[WHAT THIS TASK INVOLVES]
Find each line in the material below that contains the word "shadow", and copy those lines out.

::::::

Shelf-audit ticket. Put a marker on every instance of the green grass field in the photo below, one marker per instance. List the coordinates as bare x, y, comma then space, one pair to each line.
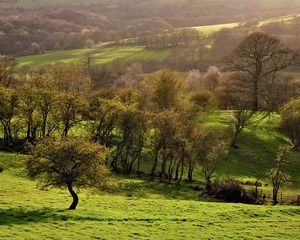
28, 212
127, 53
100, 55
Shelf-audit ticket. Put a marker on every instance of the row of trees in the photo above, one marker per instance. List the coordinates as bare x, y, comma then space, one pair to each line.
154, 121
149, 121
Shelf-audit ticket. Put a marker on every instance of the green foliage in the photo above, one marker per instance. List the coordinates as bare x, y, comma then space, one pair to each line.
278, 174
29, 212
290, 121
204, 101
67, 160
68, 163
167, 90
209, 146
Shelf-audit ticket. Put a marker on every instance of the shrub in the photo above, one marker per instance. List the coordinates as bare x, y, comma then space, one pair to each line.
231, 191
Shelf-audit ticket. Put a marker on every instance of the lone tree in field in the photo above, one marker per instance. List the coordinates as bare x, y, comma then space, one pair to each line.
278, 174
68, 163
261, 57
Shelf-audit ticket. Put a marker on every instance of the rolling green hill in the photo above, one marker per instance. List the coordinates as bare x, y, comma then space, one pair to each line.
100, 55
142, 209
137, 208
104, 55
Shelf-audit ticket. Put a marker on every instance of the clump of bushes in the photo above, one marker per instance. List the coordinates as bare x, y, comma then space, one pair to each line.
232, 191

::::::

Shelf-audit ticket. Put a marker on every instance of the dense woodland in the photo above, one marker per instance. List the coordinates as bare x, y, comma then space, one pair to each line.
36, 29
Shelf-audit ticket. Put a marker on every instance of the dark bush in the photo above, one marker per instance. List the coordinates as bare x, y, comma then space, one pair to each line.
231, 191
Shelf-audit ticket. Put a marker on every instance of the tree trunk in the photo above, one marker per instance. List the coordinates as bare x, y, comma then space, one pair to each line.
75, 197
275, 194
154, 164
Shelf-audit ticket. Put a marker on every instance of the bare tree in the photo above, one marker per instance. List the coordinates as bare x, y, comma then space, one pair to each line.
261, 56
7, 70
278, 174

::::::

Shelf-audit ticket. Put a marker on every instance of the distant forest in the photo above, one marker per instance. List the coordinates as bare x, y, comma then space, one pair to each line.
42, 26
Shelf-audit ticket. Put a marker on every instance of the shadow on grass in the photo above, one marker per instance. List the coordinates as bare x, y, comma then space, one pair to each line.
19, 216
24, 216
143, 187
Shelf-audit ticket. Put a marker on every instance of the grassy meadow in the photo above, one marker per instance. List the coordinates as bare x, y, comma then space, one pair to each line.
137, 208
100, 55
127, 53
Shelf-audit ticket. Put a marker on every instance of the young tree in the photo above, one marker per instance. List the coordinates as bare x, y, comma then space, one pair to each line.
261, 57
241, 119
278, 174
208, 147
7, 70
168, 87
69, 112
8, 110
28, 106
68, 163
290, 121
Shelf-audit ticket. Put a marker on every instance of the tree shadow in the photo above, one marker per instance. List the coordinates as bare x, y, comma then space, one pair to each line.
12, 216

::::::

[TASK RESULT]
Shelf-audit ticket. Put a marker on every instance of the shadow on grass in the photo above, one marker per instance. List the coordinates as bare x, y, comma then space, one pair to each line.
Shelf-audit ticket. Put a marker on every instance of the tree shadow in the photo above, one marker per instance. List the coordinates as bare x, y, comma then space, one pair to each line.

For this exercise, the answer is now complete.